[Reading text]
I want to thank Mary Spangler, the Chancellor of the Oakland Community College; and Ed Callaghan, who's the President. Thank you all for having me. I want to thank my friend, Mark Wills, country/western singer, for being here. (Applause.) Most of all, thank you all for being here. (Applause.)

In less than a month you'll have a chance to vote for Dick Cheney and me. As your President, I've worked to make America more hopeful and more secure. I've led our country with principle and resolve, and that is how I'll lead our nation for four more years. (Applause.)

When I took office in 2001, the bubble of the '90s had burst and our economy was headed into a recession. Because of the attacks of September the 11th, nearly a million jobs were lost in three months. It was a dangerous time for our economy. People were warning of potential deflation and depression. And I led. To stimulate the economy, I called on Congress to pass historic tax relief -- which it did. (Applause.) The tax relief was the fuel that got our economy growing again. Thanks to the efforts of our citizens and the right policies at the right place at the right time, we put the recession behind us, and America is creating jobs again. (Applause.)
[/Reading text]
[Stored data]
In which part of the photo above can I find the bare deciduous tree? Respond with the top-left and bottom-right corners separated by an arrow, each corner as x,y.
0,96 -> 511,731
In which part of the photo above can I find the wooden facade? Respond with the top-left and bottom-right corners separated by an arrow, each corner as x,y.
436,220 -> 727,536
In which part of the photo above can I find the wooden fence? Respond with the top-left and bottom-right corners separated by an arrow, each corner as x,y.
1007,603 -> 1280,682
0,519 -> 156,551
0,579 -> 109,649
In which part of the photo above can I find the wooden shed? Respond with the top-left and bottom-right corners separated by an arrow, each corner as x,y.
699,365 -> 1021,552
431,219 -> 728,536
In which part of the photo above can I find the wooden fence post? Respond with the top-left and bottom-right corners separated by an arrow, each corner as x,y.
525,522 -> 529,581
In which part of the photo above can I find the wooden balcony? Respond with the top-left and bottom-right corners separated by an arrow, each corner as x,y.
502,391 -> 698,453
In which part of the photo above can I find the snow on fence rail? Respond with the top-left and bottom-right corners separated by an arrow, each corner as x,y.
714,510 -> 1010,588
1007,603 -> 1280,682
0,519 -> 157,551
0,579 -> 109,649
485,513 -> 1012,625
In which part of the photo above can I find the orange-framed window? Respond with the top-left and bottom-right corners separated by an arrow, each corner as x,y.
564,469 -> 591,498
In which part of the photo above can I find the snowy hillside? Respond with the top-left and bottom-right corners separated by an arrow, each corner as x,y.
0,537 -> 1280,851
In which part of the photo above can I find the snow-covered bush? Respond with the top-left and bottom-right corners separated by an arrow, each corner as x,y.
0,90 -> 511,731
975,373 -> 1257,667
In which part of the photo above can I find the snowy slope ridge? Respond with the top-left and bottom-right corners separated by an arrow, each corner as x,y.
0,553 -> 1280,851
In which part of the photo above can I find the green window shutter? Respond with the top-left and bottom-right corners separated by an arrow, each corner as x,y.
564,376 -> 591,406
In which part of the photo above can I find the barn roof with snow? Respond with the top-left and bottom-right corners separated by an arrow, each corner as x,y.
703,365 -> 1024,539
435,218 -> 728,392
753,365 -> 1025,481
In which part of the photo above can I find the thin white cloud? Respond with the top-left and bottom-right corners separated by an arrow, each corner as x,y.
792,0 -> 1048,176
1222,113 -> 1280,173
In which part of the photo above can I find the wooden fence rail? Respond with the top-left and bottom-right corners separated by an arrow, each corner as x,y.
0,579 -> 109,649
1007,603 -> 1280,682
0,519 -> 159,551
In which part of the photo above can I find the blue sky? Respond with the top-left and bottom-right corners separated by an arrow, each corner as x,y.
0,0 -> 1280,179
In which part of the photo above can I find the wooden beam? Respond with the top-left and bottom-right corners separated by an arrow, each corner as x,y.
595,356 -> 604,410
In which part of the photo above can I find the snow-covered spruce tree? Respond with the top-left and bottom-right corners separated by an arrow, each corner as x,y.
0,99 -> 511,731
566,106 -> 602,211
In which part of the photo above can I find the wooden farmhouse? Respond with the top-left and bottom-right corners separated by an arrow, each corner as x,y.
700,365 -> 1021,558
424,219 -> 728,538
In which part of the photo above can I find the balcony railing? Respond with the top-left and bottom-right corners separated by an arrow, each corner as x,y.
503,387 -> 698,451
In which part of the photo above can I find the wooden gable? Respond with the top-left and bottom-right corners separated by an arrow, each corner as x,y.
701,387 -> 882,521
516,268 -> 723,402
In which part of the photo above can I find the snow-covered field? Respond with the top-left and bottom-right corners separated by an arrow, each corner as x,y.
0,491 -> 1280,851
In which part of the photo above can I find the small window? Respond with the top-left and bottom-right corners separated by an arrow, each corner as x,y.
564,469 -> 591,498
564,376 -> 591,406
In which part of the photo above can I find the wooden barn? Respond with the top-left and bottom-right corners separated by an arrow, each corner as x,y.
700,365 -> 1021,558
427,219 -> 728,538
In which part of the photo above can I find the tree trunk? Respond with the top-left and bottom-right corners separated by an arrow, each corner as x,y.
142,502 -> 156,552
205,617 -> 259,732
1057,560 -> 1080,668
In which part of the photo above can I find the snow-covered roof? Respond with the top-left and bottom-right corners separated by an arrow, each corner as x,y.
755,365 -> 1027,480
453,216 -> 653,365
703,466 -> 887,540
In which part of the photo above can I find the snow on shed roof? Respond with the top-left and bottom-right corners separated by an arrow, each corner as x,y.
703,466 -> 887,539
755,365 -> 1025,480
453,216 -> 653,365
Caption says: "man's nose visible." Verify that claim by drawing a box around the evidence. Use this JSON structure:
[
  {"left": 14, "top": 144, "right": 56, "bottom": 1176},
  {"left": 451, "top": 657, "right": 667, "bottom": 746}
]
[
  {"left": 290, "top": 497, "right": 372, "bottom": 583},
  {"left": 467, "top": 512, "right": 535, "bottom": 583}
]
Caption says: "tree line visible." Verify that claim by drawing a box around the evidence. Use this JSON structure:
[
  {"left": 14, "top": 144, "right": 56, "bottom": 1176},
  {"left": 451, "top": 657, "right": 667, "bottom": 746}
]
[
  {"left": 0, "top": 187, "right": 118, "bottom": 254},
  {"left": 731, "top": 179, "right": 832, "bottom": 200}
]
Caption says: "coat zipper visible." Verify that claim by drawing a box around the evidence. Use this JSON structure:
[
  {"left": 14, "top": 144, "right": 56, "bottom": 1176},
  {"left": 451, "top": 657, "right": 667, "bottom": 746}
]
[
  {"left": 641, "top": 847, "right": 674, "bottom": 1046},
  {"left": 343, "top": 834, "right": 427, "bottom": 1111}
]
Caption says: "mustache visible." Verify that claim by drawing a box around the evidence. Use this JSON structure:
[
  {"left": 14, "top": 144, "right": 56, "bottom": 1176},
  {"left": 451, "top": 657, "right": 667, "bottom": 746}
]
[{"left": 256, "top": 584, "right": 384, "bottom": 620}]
[/Stored data]
Aim of the exercise - Write out the part of the speech starting with "In less than" and going on through "more years. (Applause.)".

Your response -
In less than a month you'll have a chance to vote for Dick Cheney and me. As your President, I've worked to make America more hopeful and more secure. I've led our country with principle and resolve, and that is how I'll lead our nation for four more years. (Applause.)